▸ Task: Only those lines in the data below from the line containing "Target: sea" through the line containing "Target: pilot", both included, should be restated word for word.

(Records shown Opens)

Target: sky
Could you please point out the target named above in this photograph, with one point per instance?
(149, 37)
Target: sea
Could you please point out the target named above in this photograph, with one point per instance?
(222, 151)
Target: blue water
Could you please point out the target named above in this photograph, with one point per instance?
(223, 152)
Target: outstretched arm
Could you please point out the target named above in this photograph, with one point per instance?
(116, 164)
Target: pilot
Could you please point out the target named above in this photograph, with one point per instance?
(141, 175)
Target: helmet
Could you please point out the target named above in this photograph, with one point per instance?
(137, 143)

(Records shown Closes)

▸ Output of the exercise:
Target: sea
Could you please point out the target named above in this photograph, with one point per instance?
(222, 151)
Target: blue water
Could you please point out the target named above in this photograph, with one point per instance?
(223, 152)
Target: outstretched arm
Could you please point out the target named above in this photograph, with one point per instance?
(116, 164)
Target: pilot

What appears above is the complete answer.